# SUPPLIED PASSAGE
——

Note: I have tweaked this question a little. Now it is asking something which is different, but which I think is correct.

To make this precise, I set these definitions:

Definition: An abstract $\sigma$-algebra is a boolean algebra with countable meets and joins. A map of abstract $\sigma$-algebras $f : A \rightarrow B$ is a map of boolean algebras which preserves countable meets and joins.

The class of abstract $\sigma$-algebras, along with the class of maps of abstract $\sigma$-algebras, form a category, which I call $\sigma$-alg.

Let $\sigma \text{-set}$ be the pro-category of the full subcategory of set whose objects are countable sets. My question is whether there an equivalence of categories between the pro category $Pro(\sigma \text{-set})$ and $\sigma \text{-alg}$.

——

# RECORD EXCERPTS
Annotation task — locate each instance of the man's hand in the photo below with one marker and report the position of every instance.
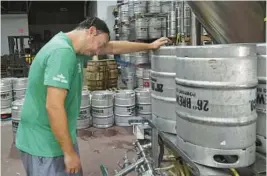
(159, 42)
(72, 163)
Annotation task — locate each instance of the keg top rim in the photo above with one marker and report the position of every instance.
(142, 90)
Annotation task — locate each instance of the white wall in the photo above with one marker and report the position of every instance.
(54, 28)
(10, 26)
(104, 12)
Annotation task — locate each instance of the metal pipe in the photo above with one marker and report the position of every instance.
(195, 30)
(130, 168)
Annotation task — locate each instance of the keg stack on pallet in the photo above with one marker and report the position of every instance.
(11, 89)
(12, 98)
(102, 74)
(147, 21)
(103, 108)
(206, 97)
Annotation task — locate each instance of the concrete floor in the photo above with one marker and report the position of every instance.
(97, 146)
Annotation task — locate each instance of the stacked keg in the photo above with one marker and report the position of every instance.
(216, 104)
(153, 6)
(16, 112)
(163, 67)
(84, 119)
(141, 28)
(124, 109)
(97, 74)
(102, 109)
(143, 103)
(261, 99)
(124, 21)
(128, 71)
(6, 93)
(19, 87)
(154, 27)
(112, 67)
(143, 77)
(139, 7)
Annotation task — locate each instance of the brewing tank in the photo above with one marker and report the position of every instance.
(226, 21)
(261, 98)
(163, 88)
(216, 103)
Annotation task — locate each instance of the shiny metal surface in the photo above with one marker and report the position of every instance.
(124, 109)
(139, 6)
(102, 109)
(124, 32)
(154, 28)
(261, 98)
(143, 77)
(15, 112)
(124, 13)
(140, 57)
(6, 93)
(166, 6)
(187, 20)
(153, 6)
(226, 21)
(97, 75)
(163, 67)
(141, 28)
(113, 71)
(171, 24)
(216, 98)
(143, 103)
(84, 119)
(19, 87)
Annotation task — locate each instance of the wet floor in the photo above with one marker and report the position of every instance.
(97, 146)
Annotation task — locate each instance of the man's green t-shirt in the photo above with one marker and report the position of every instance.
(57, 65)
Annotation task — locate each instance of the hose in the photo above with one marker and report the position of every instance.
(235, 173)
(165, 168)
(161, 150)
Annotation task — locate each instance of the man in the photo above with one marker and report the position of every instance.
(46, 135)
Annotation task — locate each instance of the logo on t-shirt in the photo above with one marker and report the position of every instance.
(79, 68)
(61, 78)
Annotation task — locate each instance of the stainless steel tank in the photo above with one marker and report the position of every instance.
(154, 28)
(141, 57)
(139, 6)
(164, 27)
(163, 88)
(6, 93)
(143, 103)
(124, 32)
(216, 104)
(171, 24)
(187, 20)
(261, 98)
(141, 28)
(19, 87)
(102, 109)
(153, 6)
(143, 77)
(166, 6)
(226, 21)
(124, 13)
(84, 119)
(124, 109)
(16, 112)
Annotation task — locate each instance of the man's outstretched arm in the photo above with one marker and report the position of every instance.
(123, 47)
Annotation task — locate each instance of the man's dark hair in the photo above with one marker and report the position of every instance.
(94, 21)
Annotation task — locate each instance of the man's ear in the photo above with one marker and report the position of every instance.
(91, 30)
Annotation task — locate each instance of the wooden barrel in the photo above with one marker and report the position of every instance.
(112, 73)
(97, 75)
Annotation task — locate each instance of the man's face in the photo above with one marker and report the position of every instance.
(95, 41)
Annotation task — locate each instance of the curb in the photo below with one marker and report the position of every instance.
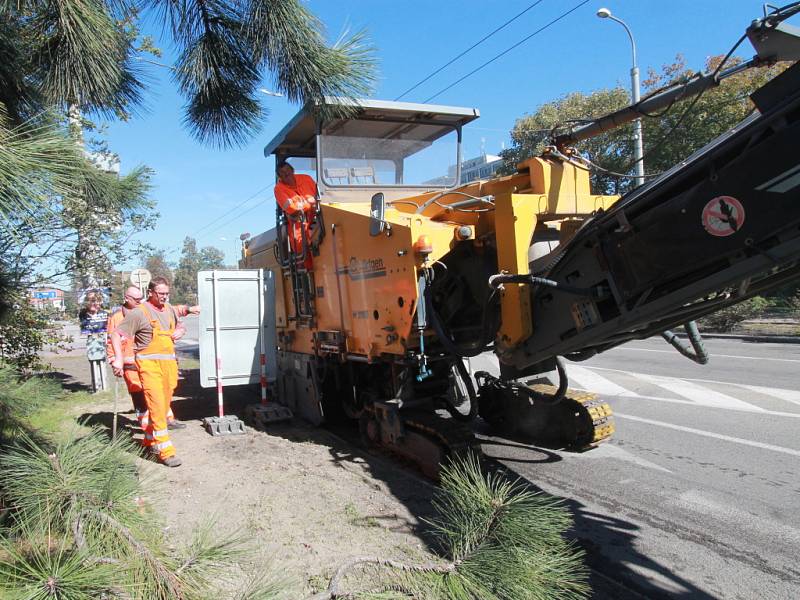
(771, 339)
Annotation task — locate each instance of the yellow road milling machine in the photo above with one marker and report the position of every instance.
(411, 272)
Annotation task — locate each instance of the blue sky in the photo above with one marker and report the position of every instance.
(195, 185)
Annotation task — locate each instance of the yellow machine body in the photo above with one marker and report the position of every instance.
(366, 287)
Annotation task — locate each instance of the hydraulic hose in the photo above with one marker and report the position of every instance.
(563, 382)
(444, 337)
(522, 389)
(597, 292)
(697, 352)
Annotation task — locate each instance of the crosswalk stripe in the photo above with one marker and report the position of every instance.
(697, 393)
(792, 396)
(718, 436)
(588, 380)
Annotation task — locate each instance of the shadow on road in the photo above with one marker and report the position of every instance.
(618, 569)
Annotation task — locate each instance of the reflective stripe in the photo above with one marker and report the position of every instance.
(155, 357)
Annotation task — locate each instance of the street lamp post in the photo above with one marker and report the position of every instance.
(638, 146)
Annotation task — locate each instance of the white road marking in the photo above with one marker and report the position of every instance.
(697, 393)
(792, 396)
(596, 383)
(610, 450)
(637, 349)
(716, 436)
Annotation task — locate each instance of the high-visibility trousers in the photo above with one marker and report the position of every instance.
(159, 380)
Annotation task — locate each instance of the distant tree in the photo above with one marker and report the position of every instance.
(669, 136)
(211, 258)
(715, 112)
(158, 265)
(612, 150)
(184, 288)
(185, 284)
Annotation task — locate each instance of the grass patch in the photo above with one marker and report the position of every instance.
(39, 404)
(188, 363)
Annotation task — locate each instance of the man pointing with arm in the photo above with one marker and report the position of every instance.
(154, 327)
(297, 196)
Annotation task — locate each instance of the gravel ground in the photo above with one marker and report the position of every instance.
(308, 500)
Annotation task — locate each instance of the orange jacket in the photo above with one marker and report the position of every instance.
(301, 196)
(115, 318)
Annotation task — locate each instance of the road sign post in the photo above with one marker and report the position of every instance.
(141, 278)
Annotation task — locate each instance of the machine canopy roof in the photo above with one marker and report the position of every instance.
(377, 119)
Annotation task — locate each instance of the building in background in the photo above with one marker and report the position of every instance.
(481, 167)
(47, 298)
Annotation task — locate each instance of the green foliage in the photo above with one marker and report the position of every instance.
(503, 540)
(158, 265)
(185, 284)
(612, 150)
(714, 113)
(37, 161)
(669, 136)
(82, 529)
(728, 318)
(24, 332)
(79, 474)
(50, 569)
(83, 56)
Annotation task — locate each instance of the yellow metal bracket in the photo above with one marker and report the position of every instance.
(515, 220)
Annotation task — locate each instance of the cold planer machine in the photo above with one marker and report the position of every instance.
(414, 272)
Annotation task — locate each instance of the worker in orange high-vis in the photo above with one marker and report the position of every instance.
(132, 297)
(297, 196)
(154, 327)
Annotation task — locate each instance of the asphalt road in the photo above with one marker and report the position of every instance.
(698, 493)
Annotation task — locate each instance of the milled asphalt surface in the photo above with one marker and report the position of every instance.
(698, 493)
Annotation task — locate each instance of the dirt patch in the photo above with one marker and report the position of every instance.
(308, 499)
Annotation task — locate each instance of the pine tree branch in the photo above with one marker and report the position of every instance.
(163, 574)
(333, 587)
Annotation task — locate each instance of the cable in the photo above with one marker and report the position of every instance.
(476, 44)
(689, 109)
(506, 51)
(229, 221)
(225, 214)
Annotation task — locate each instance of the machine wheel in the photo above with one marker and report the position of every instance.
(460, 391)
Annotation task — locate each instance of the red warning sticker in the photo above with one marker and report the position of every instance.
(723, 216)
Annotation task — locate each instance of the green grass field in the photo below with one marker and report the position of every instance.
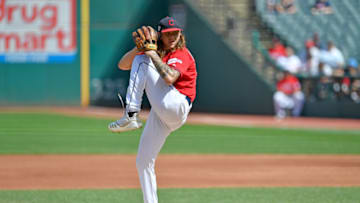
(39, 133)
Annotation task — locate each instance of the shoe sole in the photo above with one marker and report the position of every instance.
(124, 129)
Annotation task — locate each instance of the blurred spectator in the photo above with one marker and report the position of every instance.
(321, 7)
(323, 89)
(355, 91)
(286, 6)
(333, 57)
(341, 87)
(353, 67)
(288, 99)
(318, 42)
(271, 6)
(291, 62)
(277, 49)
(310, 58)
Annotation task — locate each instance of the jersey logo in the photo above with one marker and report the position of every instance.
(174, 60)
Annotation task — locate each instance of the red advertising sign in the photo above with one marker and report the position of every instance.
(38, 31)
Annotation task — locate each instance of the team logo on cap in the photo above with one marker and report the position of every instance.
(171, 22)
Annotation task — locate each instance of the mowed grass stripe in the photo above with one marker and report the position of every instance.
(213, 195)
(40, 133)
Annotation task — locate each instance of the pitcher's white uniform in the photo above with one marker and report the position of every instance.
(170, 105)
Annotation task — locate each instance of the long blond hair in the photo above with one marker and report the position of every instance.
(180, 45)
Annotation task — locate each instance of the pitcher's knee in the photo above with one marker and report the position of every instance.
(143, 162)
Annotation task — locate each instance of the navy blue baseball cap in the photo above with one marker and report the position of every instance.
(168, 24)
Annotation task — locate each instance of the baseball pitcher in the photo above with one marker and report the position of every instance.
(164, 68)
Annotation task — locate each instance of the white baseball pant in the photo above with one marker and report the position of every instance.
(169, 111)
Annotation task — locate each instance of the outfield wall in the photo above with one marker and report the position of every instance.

——

# EXERCISE
In the passage on abstract σ-algebras, what must a map of abstract σ-algebras preserve besides being a map of boolean algebras? None of the items are needed for what follows.

# PROBLEM SOLUTION
Countable meets and joins.